• _Selected passage_
++++++++++++++++++++

This evening at around 1AM UTC (October 4th) our timer canister on 6pbhf-qzpdk-kuqbr-pklfa-5ehhf-jfjps-zsj6q-57nrl-kzhpd-mu7hc-vae was delayed by 23 minutes.
For reference, this is one of the subnets listed in Subnets with heavy compute load: what can you do now & next steps
Log of events
October 4th, 1:02AM UTC
I noticed that the timer canister was delayed when a regularly scheduled process didn’t kick off at it’s normally scheduled time.
1:05AM UTC
I then attempted to call into the timer canister, but received sys transient and timeout errors:
% dfx canister --ic call topup_timer healthCheck
Error: Failed update call.
Caused by: Failed update call.
The replica returned a rejection error: reject code SysTransient, reject message Ingress message 0xa477e20fcded503a4004a8531f18ddddf4fae340b37eaf8b60c42821d5eafcf6 timed out waiting to start executing., error code None
% dfx canister --ic call topup_timer healthCheck
Error: Failed update call.
Caused by: Failed update call.
The request timed out.
Our timer canister calls into our main canister (on a different subnet). So I noticed that our main canister had not yet received a call from the timer canister, no canister logs on the main canister had accumulated, and we had not yet started execution of the usually scheduled process.
1:08AM UTC
I then attempted to manually trigger execution of the process on our main canister and received the same error.
% dfx canister --ic call ...(manual api on canister)
Error: Failed update call.
Caused by: Failed update call.
The replica returned a rejection error: reject code SysTransient, reject message Ingress message 0x34323590b6cea47215e3fc098ef9eefde3a4c0629de28c9bfa99b9164a96cb66 timed out waiting to start executing., error code None
I then stopped and restarted our main canister, and then tried manually running the process once more, only to get the same error
At this point I was totally baffled at what’s happening
~1:12-1:15 AM
Then, I tried stopping/restarting the timer canister, but wasn’t able to stop the timer canister as I received the same timeout as before.
% dfx canister --ic stop topup_timer
Stopping code for canister topup_timer, with canister_id uekfe-taaaa-aaaal-aca7a-cai
Error: Failed to stop canister uekfe-taaaa-aaaal-aca7a-cai.
Caused by: Failed to stop canister uekfe-taaaa-aaaal-aca7a-cai.
Failed to call update function 'stop_canister' regarding canister 'uekfe-taaaa-aaaal-aca7a-cai'.
Update call (without wallet) failed.
The replica returned a rejection error: reject code SysTransient, reject message Stop canister request timed out, error code None
1:23AM
Confused at what could be happening, I was about to deploy a rollback to our main canister in case this was related to a code update when I checked the main canister once more. I noticed that the main canister’s job execution had just started . It took a few minutes and then completed successfully.

++++++++++++++++++++

• _Given instruction A_
According to the canister delay log, how many minutes late was the timer canister?
• _Given instruction B_
Resume the canister delay log right after its final sentence.

• _Record set_

++++++++++++++++++++

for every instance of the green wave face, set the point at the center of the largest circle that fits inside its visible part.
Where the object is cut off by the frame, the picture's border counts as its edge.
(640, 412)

++++++++++++++++++++

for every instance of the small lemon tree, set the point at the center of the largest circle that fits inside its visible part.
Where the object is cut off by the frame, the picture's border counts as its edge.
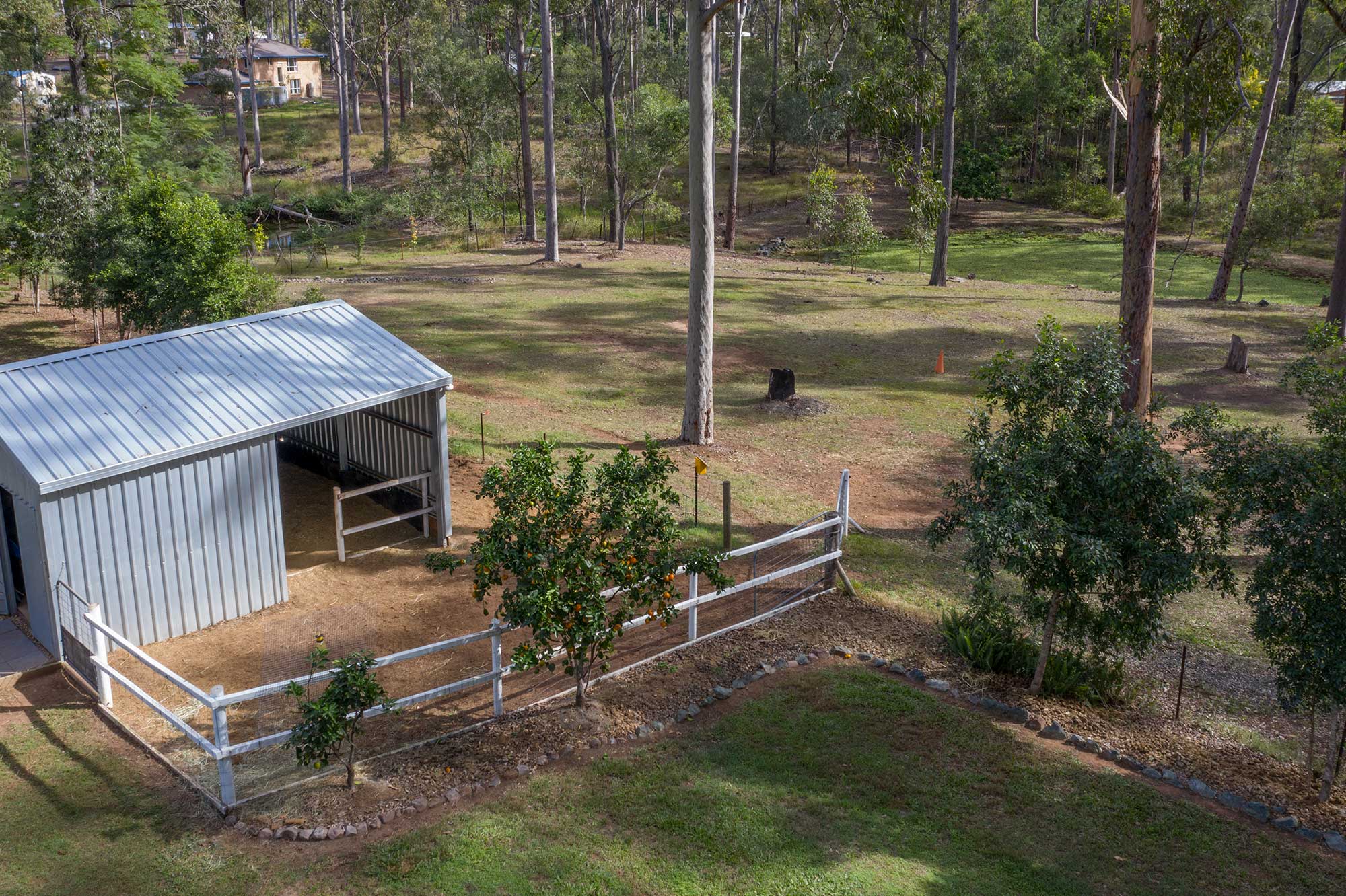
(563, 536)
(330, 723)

++++++++++++++++++++

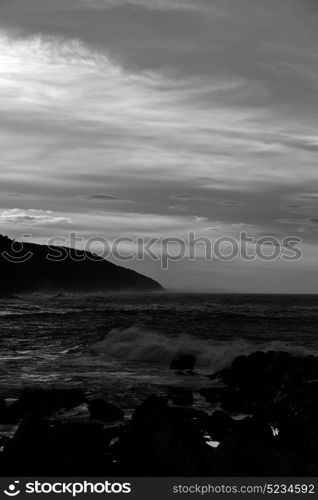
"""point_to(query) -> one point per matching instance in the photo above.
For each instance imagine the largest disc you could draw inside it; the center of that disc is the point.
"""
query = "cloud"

++++++++++++++++++++

• _Reply A_
23 minutes.

• _Reply B_
1:30AM
Next, I went back to the topup timer canister and found that it was stuck in a stopping state. It stayed in that state for roughly 30 minutes.
2:05AM
The topup timer canister finally stopped, and was able to be restarted without any issues.
What next?
At this point, I’m considering a few solutions, from just letting the timer be slow periodically to spinning up this specific timer canister service on a different subnet (not difficult), but also don’t want to have to abandon ship on the current canister if this was just a spike and the load could come down soon.
Ideally, I’d prefer solutions that don’t involve bumping compute allocation.
Is this mainly related to recent subnet load that should be resolved with next week’s scheduler improvement? Or is it worth it for developer teams to spend some time to futuring proof timers/expected computations (i.e. by periodically cycling up compute allocation to the canister before I need to run a task and then bringing the allocation back down).
Other error information from the past day, potentially unrelated?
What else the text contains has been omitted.